INSTRUCTIONS:
a. Translate this sentence from the passage on the peach tree's scientific name into Spanish: "More than 200 scientific names have been published that are considered synonyms of Prunus persica by Plants of the World Online (POWO)."
b. Extend the passage on the peach tree's scientific name, picking up right after its last sentence.
======== EXCERPT ========
The peach tree was given the name Amygdalus persica by Carl Linnaeus in 1753 in his book Species plantarum. The accepted combination Prunus persica was published by August Batsch in 1801, though this was far from settled until the 20th century with many different placements of the peach and even divisions of nectarines and flat peaches into different species. The botanist Ulysses Prentiss Hedrick argued persuasively in 1917 that these differences are merely simple mutations and not species or even varieties beginning consensus towards the modern classification. This was supported by breeding experiments as early as 1906 showing the hairlessness of nectarines is a recessive trait, though sometimes alternative names continue to be used even in the 21st century with Amygdalus persica being used as recently as 2003 in an authoritative scientific publication. More than 200 scientific names have been published that are considered synonyms of Prunus persica by Plants of the World Online (POWO). Though the majority of sources agree on its classification as Prunus persica, there is division on the correct author citation for the name. Most sources, such as POWO, World Flora Online, and the Flora of North America give August Batsch credit. However, a few sources such as World Plants maintained by the botanist Michael Hassler instead credit Jonathan Stokes with priority dated to 1812.
======== MATERIAL PROVIDED ========
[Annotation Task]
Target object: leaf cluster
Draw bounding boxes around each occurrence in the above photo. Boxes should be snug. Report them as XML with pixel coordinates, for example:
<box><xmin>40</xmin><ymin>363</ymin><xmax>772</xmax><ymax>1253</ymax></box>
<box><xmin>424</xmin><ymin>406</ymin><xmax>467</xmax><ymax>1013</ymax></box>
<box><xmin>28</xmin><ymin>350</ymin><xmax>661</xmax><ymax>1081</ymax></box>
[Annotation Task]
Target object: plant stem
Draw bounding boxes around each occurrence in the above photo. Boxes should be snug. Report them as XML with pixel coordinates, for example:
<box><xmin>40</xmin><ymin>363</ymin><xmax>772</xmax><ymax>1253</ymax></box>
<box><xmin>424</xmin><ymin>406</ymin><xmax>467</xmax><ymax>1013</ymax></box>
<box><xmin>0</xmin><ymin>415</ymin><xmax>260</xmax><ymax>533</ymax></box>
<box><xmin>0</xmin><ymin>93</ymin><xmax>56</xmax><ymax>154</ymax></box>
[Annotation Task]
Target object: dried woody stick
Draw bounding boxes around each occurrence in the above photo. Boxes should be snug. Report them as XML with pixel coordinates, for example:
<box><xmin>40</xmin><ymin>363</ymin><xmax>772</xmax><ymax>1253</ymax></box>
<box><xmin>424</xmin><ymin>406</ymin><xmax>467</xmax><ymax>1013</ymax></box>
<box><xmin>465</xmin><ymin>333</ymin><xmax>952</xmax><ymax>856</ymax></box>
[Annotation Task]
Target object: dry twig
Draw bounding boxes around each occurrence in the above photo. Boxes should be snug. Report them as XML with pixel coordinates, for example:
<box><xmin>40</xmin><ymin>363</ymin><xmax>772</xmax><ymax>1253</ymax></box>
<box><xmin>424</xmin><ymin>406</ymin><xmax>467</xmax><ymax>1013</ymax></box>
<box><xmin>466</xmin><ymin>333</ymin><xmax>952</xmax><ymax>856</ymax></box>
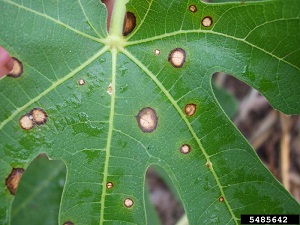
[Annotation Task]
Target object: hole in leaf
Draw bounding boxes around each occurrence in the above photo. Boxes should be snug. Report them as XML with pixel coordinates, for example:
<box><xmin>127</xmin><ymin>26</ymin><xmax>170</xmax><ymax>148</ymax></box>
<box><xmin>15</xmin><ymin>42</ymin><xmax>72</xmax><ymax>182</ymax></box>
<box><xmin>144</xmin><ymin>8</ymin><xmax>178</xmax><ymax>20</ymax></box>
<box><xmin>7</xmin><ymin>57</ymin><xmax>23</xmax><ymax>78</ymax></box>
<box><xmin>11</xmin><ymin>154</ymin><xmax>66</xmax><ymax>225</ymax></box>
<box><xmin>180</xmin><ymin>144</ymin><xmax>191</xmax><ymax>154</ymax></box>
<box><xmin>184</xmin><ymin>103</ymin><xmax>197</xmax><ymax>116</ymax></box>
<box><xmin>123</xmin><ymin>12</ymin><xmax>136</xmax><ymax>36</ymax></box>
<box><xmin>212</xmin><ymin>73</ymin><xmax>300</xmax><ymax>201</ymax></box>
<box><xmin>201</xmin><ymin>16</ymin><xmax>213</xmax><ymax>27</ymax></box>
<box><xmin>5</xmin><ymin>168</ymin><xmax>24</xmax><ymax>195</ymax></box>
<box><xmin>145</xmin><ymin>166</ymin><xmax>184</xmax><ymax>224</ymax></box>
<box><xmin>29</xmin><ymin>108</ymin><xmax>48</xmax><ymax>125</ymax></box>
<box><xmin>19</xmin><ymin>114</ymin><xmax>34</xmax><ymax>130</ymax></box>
========
ANSWERS:
a. Se han publicado más de 200 nombres científicos que Plants of the World Online (POWO) considera sinónimos de Prunus persica.

b.
Prunus persica is classified in Prunus with other stone fruits within the rose family, Rosaceae. The further classification into a subgenus or section is disputed. The work of Alfred Rehder, published in 1940, has been widely used to group the species of Prunus. Rehder based his system largely on that of Bernhard Adalbert Emil Koehne with the peach placed with the almond in subgenus Amygdalus because similarities in the rough and pitted stone. However, since 2000 studies of nuclear and chloroplast DNA have shown that the five subgenera accepted by Rehder are not more closely related to each other than to other species in Prunus. In 2013 Shuo Shi and collaborators published research where they proposed it be part of subgenus Prunus together with the plums and cherries, but in a section named Persicae, now corrected to Persica. However, these groupings are not yet widely accepted.

The greatest genetic diversity in peaches is found in China, where it is generally agreed to have been domesticated. The species is often thought to be a cultigen, a taxon that has its origins in cultivation rather than as a wild species.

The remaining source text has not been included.